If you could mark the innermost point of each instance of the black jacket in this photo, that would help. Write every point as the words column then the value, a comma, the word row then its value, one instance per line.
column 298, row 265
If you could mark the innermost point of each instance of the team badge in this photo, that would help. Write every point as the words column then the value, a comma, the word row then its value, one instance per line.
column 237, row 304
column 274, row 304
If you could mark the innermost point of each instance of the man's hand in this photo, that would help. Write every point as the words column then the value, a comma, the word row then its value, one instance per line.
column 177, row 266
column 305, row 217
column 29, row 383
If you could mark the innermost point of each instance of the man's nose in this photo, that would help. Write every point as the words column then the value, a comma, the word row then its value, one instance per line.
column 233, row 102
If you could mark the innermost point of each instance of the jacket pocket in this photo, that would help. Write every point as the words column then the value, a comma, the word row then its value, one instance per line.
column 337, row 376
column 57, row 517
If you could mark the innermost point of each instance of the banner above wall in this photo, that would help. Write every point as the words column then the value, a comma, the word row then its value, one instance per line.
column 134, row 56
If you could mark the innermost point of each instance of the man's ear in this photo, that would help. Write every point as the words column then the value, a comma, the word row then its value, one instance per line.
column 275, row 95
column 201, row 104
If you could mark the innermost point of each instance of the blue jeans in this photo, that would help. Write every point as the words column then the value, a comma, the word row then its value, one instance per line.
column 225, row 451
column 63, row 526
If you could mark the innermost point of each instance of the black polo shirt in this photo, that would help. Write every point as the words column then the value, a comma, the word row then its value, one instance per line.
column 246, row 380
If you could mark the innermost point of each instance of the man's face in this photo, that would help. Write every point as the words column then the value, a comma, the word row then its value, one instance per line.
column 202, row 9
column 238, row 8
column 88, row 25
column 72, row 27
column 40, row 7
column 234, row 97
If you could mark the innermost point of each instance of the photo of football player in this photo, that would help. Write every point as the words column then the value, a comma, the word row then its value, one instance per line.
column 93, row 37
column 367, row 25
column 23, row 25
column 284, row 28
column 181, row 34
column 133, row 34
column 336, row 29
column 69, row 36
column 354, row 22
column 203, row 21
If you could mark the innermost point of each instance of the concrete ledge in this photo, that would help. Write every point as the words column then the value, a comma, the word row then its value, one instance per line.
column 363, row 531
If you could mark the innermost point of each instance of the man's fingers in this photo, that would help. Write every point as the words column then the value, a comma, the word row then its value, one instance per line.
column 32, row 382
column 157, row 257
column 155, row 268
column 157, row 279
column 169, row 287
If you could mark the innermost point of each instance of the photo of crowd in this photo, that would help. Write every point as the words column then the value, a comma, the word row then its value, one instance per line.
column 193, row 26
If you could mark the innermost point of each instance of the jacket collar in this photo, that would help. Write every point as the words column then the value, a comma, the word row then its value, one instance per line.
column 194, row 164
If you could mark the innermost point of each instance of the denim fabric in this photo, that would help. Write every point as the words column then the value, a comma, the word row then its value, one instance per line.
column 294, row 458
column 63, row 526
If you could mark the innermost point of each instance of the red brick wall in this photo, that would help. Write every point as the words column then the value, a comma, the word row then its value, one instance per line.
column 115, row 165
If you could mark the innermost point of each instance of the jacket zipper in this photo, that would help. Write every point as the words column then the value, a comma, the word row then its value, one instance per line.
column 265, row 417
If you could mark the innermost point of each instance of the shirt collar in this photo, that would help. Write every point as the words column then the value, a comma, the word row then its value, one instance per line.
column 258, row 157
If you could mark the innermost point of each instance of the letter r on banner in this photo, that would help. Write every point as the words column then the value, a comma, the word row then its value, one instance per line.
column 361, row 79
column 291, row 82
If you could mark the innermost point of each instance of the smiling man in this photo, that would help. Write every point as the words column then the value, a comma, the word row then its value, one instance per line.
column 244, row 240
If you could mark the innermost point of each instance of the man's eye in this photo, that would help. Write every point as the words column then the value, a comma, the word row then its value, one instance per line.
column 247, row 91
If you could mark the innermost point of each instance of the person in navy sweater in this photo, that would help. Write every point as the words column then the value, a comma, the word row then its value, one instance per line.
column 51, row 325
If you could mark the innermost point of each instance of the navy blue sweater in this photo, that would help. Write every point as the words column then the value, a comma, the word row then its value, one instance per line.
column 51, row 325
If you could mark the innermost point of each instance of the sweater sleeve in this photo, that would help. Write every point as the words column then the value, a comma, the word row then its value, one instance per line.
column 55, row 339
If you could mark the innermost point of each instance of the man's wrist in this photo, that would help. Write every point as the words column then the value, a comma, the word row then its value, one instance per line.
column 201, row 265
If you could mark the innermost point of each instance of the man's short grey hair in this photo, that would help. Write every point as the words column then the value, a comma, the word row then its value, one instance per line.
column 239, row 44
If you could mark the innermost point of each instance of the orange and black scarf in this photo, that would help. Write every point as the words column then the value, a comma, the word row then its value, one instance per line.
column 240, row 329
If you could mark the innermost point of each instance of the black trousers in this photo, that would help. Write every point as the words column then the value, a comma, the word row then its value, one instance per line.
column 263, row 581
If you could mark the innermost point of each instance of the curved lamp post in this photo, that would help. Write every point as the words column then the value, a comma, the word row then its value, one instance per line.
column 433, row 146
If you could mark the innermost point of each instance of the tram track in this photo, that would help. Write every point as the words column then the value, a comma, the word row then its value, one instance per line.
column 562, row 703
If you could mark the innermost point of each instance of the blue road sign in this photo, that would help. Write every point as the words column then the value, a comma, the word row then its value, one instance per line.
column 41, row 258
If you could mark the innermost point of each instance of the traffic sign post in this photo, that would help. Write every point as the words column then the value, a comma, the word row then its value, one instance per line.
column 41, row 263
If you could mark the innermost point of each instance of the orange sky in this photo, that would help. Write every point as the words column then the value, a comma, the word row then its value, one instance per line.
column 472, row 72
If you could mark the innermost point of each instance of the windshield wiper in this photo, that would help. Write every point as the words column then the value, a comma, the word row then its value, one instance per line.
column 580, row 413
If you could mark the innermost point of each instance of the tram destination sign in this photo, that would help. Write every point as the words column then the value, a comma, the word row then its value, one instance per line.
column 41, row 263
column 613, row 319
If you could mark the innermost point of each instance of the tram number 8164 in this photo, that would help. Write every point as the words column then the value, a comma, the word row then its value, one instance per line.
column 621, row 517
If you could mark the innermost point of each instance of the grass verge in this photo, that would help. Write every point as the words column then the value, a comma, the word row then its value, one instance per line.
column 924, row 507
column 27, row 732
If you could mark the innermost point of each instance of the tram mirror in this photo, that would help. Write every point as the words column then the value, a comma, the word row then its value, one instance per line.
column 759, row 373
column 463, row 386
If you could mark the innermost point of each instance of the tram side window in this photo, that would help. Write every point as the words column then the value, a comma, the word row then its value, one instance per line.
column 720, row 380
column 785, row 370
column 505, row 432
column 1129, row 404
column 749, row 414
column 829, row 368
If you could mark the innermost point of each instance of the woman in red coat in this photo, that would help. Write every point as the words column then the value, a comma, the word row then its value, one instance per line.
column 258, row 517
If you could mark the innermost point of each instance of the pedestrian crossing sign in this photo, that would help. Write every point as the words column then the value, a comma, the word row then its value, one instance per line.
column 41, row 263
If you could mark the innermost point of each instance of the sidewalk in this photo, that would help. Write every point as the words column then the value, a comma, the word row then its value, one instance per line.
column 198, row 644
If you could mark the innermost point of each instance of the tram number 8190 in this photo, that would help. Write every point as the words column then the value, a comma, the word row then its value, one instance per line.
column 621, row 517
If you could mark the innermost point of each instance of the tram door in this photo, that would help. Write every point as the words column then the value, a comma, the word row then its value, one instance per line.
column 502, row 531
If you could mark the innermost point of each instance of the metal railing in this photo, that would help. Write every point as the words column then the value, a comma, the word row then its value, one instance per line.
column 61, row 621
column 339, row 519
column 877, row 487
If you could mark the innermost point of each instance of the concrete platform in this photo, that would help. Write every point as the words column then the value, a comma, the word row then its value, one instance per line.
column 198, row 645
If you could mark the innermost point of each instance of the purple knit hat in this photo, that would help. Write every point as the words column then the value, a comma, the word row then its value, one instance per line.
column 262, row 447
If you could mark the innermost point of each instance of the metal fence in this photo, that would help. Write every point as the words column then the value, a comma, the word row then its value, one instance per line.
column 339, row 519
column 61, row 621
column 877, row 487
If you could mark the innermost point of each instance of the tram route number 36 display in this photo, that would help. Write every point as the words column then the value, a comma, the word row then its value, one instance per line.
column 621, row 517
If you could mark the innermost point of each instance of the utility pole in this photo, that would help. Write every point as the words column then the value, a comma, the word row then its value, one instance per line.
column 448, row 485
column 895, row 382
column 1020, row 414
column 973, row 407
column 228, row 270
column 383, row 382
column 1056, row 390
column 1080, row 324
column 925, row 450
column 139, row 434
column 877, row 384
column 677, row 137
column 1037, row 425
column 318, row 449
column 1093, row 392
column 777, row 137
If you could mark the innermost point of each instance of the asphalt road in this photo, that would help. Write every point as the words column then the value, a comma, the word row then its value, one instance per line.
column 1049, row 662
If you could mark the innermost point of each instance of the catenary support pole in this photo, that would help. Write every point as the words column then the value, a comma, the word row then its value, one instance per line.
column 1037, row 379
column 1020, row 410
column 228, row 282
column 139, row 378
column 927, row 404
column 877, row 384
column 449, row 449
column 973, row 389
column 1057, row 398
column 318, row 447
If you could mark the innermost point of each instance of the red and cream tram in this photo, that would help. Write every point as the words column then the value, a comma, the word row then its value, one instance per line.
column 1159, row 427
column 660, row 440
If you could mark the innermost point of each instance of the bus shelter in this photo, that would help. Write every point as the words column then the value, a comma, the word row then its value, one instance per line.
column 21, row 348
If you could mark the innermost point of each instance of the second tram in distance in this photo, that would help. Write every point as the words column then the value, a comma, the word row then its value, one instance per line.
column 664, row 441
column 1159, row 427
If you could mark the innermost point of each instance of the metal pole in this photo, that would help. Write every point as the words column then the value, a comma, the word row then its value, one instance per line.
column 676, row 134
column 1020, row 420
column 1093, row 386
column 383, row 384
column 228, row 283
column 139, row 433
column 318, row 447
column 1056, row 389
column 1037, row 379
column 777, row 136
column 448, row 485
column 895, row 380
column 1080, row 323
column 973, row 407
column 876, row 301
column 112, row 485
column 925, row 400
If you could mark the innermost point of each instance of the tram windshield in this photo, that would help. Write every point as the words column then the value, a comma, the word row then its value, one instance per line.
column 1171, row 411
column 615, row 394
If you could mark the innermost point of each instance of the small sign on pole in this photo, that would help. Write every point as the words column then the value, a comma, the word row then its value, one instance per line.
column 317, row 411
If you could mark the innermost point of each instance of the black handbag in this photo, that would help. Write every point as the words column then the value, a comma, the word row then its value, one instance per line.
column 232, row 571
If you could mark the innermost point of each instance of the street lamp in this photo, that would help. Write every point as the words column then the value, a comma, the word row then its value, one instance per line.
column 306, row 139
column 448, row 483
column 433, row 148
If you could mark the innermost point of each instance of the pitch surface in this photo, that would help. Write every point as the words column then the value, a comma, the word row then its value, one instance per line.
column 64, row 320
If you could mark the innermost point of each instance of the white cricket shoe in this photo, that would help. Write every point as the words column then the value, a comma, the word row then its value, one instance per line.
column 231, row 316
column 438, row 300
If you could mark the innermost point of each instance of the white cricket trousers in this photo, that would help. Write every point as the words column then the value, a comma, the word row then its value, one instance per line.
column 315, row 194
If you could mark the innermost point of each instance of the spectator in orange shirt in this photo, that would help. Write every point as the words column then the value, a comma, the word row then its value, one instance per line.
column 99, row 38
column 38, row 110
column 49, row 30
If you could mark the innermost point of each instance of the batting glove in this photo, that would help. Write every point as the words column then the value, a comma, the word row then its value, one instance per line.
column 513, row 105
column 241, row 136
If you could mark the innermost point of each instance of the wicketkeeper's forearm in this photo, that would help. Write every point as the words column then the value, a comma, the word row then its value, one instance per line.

______

What the task asks »
Every line from the one with "of the spectator" to the end of the records above should be returned exactly, and no other lines.

Solution for this problem »
If you could mark the innermost point of each instance of the spectator in orange shirt in this photo, that would help. Write every point as the words column then the value, a comma, the word row then its value, one instance per line.
column 99, row 38
column 38, row 110
column 49, row 30
If you could mark the innermost point of each instance of the batting glove in this photo, that would help. Write every point as the words column then the value, a comma, the word row then its value, one instance per line.
column 513, row 105
column 241, row 136
If you could mark the innermost point of each instance of the wicketkeeper's forearm in this photo, that would help. Write every point as the words column then the value, a comma, the word row then its value, one instance per line.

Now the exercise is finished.